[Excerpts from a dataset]
.....
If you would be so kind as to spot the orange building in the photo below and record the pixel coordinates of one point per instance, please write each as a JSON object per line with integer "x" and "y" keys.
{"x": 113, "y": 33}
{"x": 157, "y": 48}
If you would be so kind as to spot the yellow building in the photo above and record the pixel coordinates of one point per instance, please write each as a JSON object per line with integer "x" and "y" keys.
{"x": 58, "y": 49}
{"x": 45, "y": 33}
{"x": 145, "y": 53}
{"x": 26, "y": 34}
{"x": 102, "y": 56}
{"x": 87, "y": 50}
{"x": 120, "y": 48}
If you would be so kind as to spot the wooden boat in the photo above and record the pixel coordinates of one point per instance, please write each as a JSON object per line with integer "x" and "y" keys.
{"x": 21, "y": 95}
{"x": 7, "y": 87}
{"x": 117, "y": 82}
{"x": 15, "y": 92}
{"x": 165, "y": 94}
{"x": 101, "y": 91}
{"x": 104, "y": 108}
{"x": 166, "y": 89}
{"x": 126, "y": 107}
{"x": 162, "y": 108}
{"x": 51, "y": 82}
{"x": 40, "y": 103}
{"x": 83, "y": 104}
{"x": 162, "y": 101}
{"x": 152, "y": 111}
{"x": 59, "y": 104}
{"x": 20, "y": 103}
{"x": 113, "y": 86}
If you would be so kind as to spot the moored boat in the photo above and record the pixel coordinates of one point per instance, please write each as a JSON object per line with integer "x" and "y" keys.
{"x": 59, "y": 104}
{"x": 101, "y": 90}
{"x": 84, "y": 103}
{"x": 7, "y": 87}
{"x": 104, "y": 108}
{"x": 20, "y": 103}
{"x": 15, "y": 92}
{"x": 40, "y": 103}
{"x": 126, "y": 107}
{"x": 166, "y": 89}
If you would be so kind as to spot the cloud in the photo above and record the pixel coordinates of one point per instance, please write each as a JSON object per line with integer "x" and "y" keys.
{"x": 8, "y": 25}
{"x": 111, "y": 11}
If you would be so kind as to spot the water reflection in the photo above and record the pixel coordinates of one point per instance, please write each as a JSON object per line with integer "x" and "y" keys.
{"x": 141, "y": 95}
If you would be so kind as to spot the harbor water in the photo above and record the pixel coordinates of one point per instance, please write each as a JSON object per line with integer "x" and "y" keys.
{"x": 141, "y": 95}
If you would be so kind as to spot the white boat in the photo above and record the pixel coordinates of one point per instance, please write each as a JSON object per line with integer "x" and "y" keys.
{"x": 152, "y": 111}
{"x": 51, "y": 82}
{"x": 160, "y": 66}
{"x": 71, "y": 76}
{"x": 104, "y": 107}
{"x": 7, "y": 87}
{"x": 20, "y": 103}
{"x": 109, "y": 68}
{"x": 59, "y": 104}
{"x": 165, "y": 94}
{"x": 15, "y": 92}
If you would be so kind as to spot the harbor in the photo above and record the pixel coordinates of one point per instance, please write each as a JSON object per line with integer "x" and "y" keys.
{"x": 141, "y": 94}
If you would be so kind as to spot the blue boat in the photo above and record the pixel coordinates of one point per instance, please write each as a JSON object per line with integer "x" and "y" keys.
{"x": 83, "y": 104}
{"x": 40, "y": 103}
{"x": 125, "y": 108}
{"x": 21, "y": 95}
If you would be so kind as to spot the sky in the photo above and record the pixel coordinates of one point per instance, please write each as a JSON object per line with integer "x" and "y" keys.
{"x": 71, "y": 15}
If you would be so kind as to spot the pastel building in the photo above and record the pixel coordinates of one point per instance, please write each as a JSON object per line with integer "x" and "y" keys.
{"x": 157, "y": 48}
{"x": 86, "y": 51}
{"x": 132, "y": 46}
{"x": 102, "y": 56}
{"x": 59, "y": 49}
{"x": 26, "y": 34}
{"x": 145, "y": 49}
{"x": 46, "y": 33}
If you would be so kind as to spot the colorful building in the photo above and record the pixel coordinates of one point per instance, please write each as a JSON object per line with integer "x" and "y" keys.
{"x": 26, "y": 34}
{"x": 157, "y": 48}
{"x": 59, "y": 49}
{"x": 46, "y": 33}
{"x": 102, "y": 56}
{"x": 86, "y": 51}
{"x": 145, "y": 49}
.....
• Problem requirements
Begin with the line containing "the harbor in" and repeat each line exactly until the records above end.

• Reply to the task
If you would be so kind as to spot the harbor in the photo above and record the pixel coordinates of one point per instance, please write each as a JSON object per line with integer "x" and "y" keys.
{"x": 141, "y": 94}
If you would be so kind as to spot the blue boat in the photo above and record the pixel coordinates of one point per instance, please write each as a JSON object per line with integer "x" and "y" keys.
{"x": 83, "y": 104}
{"x": 40, "y": 103}
{"x": 125, "y": 108}
{"x": 21, "y": 95}
If you would be so kind as to spot the sky in the photo above and record the pixel coordinates of one point per instance, please write each as a JSON object per line with integer "x" and "y" keys.
{"x": 71, "y": 15}
If you would be so kind as to spot the pastel building in the photo above and record the pixel coordinates of one point per instance, please write each as a JSON object per line with integer "x" and "y" keys.
{"x": 157, "y": 48}
{"x": 86, "y": 51}
{"x": 132, "y": 46}
{"x": 102, "y": 56}
{"x": 59, "y": 49}
{"x": 26, "y": 34}
{"x": 145, "y": 49}
{"x": 46, "y": 33}
If you would be so kind as to spot the colorful building in the photo above and record the pixel coordinates of one point per instance, please write each as a JSON object per line with integer "x" and "y" keys.
{"x": 26, "y": 34}
{"x": 157, "y": 48}
{"x": 59, "y": 49}
{"x": 46, "y": 33}
{"x": 102, "y": 56}
{"x": 86, "y": 51}
{"x": 145, "y": 49}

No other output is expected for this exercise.